→ **WHAT IS ASKED**: Extract every record, keeping each one exactly as it is.

→ **SOURCE DATA**:
━━━━━━
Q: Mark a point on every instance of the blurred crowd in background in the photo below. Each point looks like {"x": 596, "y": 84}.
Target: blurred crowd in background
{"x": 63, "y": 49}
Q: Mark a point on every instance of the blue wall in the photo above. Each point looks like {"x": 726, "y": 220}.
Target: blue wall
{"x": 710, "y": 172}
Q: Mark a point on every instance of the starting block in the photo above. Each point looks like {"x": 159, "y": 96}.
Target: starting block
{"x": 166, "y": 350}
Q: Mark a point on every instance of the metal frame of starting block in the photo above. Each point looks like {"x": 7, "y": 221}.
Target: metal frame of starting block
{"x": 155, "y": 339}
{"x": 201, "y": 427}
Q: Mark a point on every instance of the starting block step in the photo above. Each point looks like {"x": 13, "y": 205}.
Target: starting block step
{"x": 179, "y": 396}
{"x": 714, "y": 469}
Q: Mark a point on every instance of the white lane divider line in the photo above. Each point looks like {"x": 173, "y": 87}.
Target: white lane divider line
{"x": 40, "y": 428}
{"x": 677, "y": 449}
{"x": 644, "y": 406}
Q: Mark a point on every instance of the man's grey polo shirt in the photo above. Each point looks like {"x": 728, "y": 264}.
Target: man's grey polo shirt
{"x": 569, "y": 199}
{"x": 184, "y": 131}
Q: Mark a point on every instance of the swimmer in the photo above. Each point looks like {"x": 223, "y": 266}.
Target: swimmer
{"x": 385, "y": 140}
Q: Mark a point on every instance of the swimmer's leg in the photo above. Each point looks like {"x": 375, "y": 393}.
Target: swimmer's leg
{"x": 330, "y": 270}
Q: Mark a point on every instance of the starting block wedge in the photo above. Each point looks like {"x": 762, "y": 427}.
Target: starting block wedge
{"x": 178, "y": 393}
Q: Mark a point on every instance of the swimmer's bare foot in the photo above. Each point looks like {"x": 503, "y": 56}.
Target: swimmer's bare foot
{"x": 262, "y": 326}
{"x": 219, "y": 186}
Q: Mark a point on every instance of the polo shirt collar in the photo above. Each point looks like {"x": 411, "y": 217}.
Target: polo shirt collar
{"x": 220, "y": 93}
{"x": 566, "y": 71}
━━━━━━
→ **SOLUTION TO THIS PROBLEM**:
Q: Mark a point on every instance of the blurred crowd in background in the photo below. Each point looks like {"x": 596, "y": 84}.
Target: blurred crowd in background
{"x": 63, "y": 49}
Q: Mark a point on every instance of the blue wall in the photo above. Each point looks like {"x": 726, "y": 220}.
Target: blue wall
{"x": 710, "y": 172}
Q: Mark a point on every instance of the starting block in the photo above. Each point looks like {"x": 159, "y": 96}.
Target: starting block
{"x": 166, "y": 350}
Q: Mark a point on every instance of the metal frame of starting block in the photo above. Each point looks like {"x": 7, "y": 221}.
Target: metal frame of starting block
{"x": 155, "y": 339}
{"x": 201, "y": 427}
Q: Mark a point on every instance of the starting block step in the photo above. Each point looks like {"x": 13, "y": 205}.
Target: starting block step
{"x": 179, "y": 396}
{"x": 714, "y": 469}
Q: Mark a point on every instance of the white lane divider line in the photo above. Each point looks like {"x": 173, "y": 87}.
Target: white lane divider line
{"x": 40, "y": 428}
{"x": 677, "y": 449}
{"x": 644, "y": 406}
Q: Mark a point on every instance of the man's grey polo shirt in the photo above. Each point looks like {"x": 728, "y": 264}.
Target: man's grey polo shirt
{"x": 569, "y": 199}
{"x": 184, "y": 131}
Q: Mark a point on every instance of the swimmer in the photo above. Each point looks like {"x": 223, "y": 266}.
Target: swimmer
{"x": 385, "y": 140}
Q: Mark a point on every instance of the swimmer's leg in the photo above. Each point looks like {"x": 375, "y": 393}.
Target: swimmer's leg
{"x": 330, "y": 270}
Q: Mark a point on every instance of the starting block wedge in the photo above. Each point looks like {"x": 762, "y": 427}.
Target: starting block wedge
{"x": 178, "y": 393}
Q: Mark a point on every instance of the swimmer's bare foot in the photo above. Each point looks like {"x": 503, "y": 56}.
Target: swimmer's bare foot
{"x": 262, "y": 326}
{"x": 219, "y": 186}
Q: Mark a point on every instance of the polo shirt collar in the photo above. Each point looks like {"x": 411, "y": 217}.
Target: polo shirt collar
{"x": 220, "y": 93}
{"x": 566, "y": 71}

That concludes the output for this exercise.